Stored items from a collection:
********************

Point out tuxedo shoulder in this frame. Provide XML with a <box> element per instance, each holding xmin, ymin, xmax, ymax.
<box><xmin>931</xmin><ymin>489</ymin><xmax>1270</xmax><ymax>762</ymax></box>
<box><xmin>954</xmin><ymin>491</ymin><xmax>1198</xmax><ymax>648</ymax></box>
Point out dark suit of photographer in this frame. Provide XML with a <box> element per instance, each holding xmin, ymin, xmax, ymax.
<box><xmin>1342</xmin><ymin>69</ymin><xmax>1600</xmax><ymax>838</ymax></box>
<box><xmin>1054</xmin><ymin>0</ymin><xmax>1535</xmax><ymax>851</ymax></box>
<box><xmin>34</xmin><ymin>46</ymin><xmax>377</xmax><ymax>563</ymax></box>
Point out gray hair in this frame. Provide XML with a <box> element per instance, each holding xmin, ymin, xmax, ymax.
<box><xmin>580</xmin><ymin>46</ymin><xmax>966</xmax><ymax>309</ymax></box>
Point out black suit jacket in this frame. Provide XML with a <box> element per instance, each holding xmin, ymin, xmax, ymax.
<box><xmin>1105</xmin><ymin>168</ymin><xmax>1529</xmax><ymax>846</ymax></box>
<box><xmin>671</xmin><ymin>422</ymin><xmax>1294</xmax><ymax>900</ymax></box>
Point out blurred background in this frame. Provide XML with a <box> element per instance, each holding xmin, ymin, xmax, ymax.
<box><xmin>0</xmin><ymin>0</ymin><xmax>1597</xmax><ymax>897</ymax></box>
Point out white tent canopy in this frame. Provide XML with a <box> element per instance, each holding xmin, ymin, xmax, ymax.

********************

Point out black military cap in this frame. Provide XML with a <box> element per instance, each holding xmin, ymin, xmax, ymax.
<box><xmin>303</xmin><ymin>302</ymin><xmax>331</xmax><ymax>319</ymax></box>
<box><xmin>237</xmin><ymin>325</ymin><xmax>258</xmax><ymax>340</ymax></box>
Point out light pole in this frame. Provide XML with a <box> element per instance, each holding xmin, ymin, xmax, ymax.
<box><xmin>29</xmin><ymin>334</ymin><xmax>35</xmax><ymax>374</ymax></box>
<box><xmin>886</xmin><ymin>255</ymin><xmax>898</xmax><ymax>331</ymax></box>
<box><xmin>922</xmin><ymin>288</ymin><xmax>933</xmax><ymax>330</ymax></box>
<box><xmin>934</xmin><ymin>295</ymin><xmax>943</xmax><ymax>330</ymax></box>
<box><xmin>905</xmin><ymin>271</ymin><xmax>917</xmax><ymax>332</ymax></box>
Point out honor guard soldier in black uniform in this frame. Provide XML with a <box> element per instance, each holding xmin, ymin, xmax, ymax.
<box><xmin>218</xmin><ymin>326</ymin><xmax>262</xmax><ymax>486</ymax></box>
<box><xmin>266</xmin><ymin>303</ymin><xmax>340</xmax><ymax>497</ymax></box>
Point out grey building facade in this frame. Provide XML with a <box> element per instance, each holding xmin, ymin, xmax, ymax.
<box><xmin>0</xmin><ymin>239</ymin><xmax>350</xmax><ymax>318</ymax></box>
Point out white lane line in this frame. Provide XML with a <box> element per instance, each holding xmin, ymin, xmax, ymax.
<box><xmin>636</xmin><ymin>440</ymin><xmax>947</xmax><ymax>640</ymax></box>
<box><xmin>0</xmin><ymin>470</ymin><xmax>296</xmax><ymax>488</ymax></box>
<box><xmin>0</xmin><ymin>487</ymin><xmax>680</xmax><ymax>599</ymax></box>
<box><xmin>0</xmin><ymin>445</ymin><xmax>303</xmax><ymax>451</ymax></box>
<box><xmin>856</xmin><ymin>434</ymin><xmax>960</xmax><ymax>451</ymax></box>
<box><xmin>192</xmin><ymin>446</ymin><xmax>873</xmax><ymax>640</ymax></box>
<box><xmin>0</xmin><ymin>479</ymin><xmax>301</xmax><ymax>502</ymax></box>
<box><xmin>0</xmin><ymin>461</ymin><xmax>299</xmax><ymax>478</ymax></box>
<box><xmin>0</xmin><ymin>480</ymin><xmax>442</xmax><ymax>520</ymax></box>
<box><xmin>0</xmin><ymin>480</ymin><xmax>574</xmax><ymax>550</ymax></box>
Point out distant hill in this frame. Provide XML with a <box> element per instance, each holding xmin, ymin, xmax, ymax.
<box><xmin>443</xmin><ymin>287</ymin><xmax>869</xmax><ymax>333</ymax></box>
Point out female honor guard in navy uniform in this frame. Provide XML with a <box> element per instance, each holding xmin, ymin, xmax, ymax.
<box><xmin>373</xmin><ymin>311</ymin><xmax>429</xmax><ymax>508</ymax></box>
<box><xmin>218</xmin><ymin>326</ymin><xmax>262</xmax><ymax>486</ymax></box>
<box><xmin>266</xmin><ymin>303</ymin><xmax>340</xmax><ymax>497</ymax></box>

********************

=== Try it ===
Could you retype exactly the lines above, starting at the line that contains "Point out gray" and ending at the line that contains "Point out white tent", and nothing more?

=== Output for this task ===
Point out gray hair in this frame. Provide XML with a <box> element per instance, each holding xmin, ymin, xmax, ymax.
<box><xmin>580</xmin><ymin>46</ymin><xmax>966</xmax><ymax>309</ymax></box>
Point out black suit jacket in this frame. Provide XML with a <box> element per instance, each holding xmin, ymin, xmax, ymax.
<box><xmin>1105</xmin><ymin>168</ymin><xmax>1529</xmax><ymax>846</ymax></box>
<box><xmin>671</xmin><ymin>422</ymin><xmax>1294</xmax><ymax>900</ymax></box>
Point out blurred background in this frame. Provide XML with a <box> element per instance, each holding xmin, ymin, xmax, ymax.
<box><xmin>0</xmin><ymin>0</ymin><xmax>1597</xmax><ymax>897</ymax></box>
Point out white tent canopy in this frame. Provide XML with a <box> element per instance, each holding xmin, ymin, xmax, ymax.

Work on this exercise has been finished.